### Set exercise
Scale the listing below by a factor of 2.4. Reproduce every line, requests included, and multiply each pixel coordinate in the answers by 2.4, rounding to the nearest whole number with halves going up, while leaving the requests and their format samples unchanged.

----

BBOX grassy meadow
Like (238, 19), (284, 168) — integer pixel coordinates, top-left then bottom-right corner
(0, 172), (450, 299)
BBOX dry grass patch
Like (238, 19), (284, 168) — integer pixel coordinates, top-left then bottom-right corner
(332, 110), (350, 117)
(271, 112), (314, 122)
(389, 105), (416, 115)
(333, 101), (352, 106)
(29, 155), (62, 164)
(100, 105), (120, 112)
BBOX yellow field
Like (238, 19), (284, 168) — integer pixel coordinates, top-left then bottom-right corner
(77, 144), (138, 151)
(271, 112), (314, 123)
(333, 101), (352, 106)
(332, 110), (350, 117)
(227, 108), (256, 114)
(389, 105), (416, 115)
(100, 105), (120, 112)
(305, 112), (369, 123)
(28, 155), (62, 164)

----

### Correct output
BBOX grassy meadow
Like (238, 19), (284, 168) — integer pixel coordinates, top-left then bottom-right corner
(0, 413), (1080, 718)
BBOX dry grass patch
Like (238, 19), (284, 168) — integer pixel coordinates, top-left then bottom-right corner
(797, 264), (840, 281)
(650, 269), (754, 293)
(934, 252), (998, 276)
(799, 242), (845, 254)
(70, 372), (149, 394)
(240, 252), (288, 269)
BBOX yellow field
Like (238, 19), (284, 168) — integer pixel coordinates, top-left then bottom-right corner
(185, 346), (331, 362)
(650, 269), (754, 295)
(799, 242), (845, 254)
(797, 264), (840, 281)
(545, 259), (614, 274)
(934, 252), (998, 276)
(240, 252), (288, 269)
(732, 269), (886, 295)
(67, 372), (149, 394)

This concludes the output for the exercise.